── Data excerpts
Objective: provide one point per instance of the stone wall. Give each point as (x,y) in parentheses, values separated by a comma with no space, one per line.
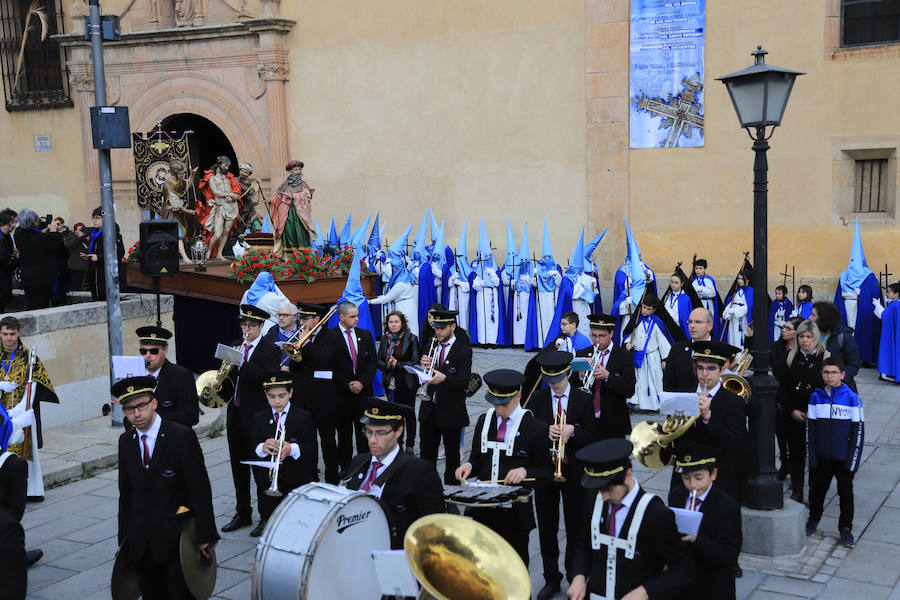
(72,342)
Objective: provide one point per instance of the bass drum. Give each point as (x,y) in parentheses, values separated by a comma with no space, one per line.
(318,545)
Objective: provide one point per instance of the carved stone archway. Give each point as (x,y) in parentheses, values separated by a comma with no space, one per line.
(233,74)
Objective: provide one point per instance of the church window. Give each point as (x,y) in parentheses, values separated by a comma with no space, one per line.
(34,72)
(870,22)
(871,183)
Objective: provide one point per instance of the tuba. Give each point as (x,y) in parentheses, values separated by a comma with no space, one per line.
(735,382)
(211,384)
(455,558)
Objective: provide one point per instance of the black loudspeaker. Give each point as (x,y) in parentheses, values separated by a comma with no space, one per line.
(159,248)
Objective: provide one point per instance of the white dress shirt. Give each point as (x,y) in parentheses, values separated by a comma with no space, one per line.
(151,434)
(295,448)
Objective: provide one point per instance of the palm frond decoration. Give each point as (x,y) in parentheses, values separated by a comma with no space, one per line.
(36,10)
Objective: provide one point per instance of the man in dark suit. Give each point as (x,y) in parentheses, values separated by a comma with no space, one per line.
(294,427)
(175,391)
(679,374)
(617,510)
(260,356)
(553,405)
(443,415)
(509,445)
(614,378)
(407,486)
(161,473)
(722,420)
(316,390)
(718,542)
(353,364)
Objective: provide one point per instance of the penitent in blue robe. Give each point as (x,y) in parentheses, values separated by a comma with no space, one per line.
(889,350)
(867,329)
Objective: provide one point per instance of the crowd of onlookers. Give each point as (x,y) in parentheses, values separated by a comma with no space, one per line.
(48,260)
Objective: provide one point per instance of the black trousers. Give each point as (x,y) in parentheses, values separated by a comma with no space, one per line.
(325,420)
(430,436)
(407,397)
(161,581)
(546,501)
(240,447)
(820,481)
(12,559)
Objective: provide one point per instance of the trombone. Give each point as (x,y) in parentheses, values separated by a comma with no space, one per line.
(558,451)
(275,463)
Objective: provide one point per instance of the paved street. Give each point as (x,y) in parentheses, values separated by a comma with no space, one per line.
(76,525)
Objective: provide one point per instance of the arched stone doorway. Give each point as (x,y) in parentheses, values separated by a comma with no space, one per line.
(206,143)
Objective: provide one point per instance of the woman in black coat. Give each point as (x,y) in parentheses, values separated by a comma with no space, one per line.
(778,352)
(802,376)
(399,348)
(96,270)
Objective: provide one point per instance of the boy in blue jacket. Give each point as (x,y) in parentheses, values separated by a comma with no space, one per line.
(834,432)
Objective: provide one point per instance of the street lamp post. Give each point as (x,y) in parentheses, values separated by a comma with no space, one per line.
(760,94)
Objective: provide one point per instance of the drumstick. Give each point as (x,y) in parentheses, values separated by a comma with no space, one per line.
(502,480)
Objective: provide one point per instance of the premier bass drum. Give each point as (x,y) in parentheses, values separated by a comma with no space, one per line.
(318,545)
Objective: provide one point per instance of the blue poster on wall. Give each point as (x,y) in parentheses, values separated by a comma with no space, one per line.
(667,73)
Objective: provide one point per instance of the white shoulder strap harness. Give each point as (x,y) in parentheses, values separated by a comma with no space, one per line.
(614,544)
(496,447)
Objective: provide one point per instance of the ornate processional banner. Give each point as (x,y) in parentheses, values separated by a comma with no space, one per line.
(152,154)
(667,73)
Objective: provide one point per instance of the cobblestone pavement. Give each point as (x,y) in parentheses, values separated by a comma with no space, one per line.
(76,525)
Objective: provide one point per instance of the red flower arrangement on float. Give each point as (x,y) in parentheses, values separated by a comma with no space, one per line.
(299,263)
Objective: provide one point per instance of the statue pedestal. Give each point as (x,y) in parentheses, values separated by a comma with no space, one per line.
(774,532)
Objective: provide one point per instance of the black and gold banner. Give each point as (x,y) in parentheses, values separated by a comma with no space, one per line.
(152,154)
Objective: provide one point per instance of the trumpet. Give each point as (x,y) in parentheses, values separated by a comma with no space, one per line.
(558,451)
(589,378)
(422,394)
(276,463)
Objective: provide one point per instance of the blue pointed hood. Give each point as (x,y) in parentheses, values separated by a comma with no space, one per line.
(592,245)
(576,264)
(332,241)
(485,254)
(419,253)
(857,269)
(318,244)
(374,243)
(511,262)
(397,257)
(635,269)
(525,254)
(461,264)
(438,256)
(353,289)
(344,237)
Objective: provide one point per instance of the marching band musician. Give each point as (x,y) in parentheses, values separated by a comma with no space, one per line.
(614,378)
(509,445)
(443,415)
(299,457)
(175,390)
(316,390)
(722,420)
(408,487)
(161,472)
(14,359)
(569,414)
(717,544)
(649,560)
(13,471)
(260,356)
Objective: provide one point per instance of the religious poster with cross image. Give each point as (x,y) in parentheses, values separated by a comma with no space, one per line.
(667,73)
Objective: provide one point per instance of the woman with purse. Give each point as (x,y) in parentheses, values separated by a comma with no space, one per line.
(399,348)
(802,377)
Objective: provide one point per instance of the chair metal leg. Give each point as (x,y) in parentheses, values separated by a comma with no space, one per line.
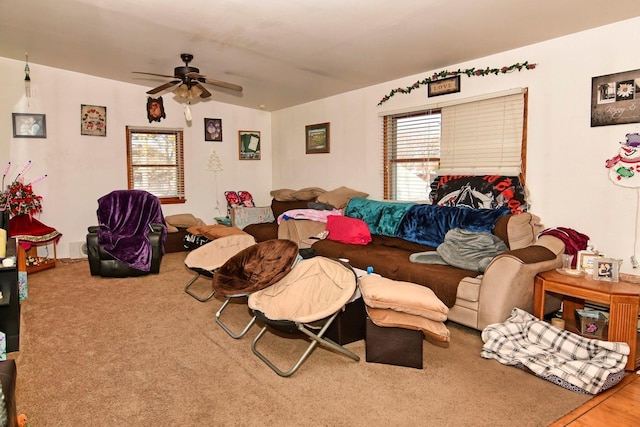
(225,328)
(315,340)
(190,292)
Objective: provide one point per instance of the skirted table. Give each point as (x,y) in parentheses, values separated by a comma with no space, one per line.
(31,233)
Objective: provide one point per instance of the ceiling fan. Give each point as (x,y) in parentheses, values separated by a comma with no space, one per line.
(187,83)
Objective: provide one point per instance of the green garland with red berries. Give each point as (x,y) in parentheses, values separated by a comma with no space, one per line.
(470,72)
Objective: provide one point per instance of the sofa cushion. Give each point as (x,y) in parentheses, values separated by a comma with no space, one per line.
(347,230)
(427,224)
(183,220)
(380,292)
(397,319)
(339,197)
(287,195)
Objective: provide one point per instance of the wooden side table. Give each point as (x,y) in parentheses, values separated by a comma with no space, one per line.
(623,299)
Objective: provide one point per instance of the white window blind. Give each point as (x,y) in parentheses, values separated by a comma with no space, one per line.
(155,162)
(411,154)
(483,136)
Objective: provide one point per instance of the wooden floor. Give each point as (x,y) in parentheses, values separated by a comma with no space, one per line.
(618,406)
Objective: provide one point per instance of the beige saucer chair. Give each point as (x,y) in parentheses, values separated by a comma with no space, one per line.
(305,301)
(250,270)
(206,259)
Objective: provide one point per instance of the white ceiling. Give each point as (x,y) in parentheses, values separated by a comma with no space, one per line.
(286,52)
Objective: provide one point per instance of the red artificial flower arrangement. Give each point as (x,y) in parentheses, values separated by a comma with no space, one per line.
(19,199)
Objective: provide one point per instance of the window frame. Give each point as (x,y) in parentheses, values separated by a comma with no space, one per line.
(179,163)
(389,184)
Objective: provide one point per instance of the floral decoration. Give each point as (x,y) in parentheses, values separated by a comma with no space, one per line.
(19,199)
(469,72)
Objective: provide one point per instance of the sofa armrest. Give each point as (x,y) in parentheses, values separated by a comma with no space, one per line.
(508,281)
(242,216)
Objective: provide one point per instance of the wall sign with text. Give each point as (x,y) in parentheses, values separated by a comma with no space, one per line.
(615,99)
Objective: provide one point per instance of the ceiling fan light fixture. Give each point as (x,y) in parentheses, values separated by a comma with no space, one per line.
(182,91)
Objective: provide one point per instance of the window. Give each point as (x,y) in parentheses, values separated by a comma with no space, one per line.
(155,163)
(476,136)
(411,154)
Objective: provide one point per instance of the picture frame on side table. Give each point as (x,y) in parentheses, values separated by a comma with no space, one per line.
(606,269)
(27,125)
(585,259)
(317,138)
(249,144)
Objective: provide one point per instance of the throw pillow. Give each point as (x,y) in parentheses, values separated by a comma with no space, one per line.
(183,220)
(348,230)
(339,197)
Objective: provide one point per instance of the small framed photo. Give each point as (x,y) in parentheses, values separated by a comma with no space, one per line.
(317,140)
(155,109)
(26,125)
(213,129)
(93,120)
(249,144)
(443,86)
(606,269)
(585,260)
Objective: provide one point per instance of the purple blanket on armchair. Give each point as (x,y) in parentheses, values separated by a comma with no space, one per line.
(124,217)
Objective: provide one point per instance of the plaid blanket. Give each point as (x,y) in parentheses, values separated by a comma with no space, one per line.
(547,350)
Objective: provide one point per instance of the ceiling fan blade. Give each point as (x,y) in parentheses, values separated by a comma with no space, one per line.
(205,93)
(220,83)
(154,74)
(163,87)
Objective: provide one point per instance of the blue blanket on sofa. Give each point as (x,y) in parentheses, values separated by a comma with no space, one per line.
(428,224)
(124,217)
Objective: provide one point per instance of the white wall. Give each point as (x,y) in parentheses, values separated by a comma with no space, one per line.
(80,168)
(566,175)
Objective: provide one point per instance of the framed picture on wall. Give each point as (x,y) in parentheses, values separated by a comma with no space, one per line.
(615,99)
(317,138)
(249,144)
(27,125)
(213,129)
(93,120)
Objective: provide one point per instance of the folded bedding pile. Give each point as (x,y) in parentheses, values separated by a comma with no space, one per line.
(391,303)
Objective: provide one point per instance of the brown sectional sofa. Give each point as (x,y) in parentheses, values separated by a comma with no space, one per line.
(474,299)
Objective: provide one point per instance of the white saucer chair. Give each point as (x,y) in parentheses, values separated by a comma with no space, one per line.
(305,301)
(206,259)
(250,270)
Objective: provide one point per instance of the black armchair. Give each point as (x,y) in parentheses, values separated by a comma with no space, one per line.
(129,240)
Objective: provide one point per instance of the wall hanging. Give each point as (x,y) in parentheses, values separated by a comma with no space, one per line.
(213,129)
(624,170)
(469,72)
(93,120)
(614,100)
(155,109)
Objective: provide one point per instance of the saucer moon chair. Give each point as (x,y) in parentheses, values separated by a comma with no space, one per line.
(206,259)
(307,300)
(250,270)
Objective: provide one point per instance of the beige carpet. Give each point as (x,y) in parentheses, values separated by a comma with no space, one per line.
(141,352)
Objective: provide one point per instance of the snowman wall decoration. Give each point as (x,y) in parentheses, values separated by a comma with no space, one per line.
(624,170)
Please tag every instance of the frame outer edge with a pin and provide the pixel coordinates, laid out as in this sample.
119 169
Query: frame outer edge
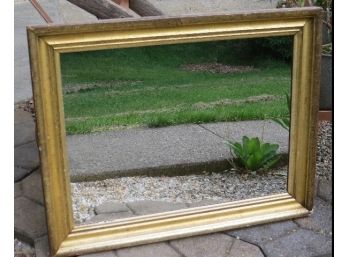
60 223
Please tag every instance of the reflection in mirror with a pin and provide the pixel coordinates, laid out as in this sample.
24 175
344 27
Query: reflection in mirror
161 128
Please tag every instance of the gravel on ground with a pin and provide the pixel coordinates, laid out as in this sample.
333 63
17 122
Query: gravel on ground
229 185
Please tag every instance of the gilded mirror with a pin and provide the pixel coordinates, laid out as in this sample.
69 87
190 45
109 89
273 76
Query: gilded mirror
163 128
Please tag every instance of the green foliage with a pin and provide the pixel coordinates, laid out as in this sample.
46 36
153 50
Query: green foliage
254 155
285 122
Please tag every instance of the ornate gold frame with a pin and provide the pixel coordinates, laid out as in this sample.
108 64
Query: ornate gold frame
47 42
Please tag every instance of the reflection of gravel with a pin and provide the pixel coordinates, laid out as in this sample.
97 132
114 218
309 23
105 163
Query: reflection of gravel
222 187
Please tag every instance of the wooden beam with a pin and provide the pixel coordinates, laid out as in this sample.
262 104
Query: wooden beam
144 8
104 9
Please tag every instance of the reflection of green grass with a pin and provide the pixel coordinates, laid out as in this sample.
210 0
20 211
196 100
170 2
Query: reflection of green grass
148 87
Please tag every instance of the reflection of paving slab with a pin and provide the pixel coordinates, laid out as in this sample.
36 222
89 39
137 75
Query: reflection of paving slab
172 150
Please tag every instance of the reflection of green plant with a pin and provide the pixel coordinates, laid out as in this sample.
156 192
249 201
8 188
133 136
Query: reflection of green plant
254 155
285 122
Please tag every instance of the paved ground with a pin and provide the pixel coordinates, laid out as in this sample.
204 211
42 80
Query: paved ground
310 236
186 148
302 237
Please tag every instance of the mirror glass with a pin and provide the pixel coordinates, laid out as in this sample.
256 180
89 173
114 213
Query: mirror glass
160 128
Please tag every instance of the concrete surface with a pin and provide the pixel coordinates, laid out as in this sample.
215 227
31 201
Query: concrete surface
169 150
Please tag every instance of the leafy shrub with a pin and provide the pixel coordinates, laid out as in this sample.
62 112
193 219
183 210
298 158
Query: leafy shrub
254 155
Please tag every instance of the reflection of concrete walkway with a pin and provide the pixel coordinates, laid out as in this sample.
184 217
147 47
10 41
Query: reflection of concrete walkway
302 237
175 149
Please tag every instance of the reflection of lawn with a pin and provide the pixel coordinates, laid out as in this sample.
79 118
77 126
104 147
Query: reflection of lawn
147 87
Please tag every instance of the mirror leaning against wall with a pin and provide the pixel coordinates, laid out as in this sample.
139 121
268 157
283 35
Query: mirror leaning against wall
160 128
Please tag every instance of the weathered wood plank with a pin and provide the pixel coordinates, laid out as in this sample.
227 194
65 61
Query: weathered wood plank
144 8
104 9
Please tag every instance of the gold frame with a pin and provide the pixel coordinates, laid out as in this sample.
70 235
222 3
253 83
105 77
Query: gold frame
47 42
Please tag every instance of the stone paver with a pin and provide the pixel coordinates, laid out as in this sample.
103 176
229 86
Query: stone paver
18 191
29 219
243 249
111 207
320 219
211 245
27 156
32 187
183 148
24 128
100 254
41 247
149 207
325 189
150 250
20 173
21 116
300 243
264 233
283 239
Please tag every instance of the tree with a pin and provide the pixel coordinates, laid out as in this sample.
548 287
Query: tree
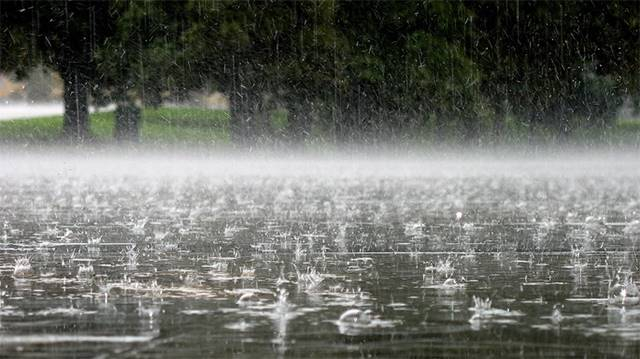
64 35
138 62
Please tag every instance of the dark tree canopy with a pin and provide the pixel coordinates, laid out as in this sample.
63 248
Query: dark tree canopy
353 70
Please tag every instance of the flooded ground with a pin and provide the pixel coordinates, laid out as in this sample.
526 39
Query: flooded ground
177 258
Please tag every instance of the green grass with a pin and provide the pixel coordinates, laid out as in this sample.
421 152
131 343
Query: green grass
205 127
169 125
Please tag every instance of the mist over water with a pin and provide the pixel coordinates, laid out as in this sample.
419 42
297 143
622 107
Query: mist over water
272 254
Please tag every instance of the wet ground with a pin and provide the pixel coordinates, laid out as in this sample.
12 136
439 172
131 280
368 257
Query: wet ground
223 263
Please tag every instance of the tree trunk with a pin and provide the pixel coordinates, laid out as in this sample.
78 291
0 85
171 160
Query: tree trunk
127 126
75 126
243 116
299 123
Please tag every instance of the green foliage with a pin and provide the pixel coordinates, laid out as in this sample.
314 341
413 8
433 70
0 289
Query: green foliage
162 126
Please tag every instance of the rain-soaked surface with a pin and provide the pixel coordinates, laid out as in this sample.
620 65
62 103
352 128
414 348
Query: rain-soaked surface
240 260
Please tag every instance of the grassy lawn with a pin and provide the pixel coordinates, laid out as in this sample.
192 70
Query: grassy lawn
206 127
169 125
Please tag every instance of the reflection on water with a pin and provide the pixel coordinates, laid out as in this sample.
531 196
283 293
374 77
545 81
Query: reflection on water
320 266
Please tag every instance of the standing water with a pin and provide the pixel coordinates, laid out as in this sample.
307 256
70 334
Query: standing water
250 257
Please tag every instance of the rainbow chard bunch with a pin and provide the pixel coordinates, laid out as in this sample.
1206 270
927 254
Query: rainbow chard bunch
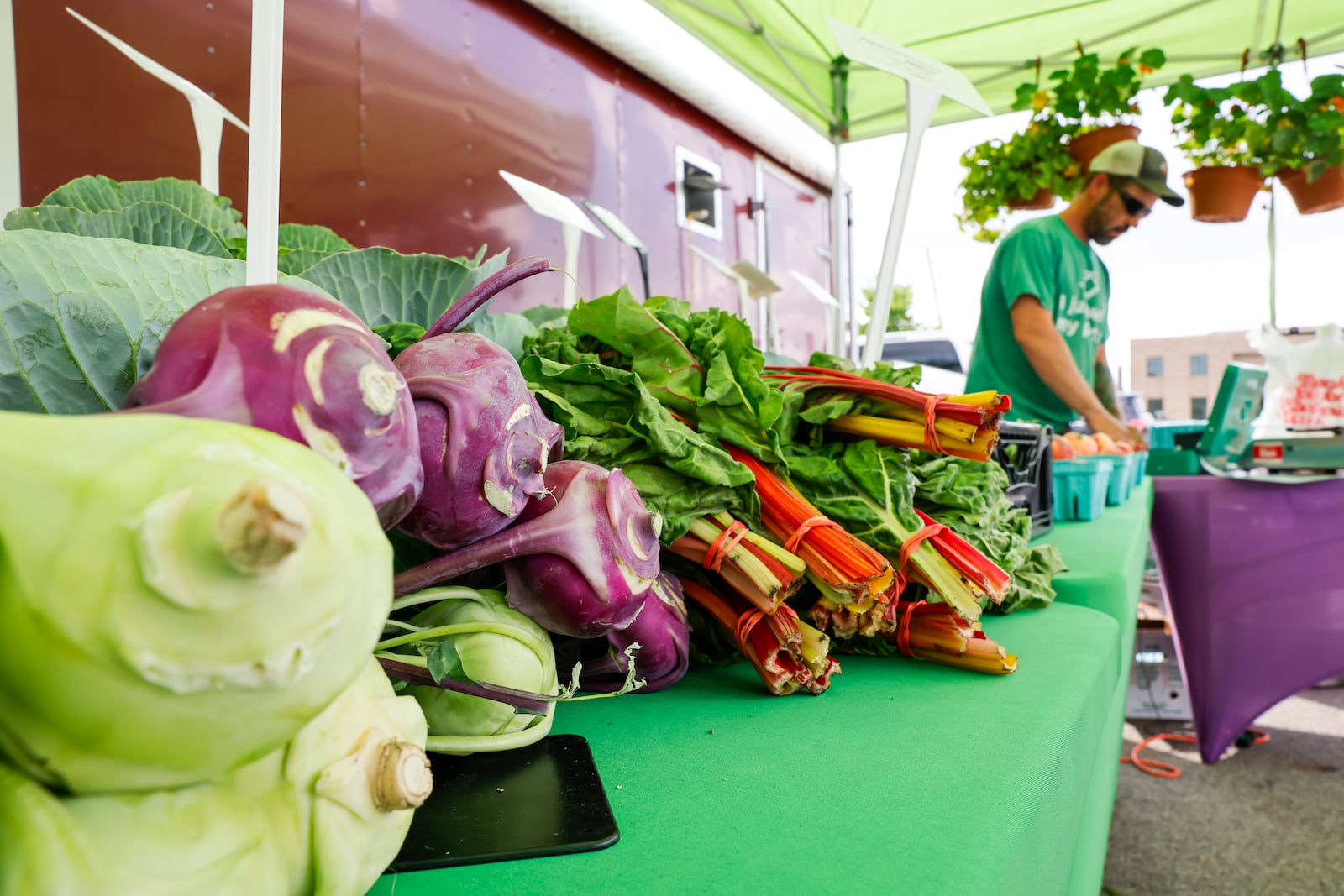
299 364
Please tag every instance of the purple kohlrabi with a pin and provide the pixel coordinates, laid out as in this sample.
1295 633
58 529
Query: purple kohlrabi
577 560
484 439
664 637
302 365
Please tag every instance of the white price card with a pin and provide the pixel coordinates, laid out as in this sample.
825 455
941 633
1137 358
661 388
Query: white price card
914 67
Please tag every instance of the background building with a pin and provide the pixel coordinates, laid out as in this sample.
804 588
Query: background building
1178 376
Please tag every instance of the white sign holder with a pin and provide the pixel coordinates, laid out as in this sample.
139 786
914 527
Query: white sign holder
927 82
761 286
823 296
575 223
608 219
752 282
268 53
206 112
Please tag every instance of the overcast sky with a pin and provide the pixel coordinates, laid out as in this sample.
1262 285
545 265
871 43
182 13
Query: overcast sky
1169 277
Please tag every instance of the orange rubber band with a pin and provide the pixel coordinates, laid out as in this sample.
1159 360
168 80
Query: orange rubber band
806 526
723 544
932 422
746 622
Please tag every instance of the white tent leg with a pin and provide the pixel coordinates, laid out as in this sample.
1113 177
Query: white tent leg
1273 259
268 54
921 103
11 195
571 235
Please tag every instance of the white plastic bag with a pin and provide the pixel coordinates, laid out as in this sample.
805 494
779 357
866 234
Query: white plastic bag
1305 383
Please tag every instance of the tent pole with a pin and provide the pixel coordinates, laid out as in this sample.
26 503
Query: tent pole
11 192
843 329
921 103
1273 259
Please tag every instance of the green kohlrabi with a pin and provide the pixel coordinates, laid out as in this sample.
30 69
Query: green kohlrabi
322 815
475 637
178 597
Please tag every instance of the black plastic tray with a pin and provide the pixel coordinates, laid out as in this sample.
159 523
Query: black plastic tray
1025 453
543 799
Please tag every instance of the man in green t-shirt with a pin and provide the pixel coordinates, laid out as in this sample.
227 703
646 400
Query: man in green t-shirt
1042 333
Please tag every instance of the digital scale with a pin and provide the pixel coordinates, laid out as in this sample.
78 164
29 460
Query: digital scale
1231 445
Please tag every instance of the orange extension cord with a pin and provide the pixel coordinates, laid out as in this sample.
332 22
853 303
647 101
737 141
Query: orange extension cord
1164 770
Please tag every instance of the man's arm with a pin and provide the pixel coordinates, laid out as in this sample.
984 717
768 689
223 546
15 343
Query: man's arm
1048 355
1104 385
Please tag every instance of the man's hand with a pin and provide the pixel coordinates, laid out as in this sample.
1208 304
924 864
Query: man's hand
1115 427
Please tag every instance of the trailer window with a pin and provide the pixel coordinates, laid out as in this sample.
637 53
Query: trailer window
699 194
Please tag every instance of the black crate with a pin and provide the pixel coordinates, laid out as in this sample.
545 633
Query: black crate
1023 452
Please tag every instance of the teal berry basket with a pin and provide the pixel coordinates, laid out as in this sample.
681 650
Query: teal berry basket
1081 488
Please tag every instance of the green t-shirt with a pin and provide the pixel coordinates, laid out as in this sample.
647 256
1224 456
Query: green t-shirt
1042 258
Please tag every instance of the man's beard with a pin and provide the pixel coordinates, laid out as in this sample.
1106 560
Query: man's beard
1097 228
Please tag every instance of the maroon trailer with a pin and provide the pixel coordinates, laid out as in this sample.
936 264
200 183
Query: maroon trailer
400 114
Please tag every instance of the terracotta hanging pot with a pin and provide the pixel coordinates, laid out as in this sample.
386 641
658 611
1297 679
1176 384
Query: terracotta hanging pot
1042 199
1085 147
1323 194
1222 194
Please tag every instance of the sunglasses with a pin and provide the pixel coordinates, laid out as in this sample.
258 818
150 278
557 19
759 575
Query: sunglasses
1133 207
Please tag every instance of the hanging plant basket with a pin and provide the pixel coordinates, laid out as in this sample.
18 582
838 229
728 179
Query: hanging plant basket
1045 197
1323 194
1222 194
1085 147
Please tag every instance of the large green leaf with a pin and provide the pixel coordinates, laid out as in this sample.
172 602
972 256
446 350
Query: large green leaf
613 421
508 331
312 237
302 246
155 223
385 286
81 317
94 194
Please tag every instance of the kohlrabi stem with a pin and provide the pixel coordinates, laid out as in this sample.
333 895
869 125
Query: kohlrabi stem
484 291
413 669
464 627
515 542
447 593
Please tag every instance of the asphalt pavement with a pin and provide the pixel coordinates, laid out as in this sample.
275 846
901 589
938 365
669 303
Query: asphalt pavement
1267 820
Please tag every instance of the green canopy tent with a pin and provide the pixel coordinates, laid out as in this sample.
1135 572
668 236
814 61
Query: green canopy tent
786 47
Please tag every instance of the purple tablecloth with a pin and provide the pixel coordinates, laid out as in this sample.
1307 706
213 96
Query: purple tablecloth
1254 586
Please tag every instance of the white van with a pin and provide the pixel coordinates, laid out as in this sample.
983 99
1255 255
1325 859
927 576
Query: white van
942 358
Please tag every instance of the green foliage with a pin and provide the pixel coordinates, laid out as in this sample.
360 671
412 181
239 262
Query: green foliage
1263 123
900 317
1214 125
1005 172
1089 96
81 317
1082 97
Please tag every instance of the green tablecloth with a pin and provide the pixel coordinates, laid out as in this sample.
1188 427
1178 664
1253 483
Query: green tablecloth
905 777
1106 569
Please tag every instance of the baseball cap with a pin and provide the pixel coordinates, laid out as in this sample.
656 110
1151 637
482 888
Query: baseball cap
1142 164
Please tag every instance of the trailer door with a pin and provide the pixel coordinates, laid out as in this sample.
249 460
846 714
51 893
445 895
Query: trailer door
────
## What the exercise asks
Every line from the one containing "Query: baseball cap" to the close of the records must be reproduced exactly. Include both ends and nothing more.

## Answer box
Query: baseball cap
1142 164
Please tag every instance of the trailer door with a pin and provide the pixel coordinates, laid out as in this sample.
249 460
846 714
51 893
445 895
Query: trailer door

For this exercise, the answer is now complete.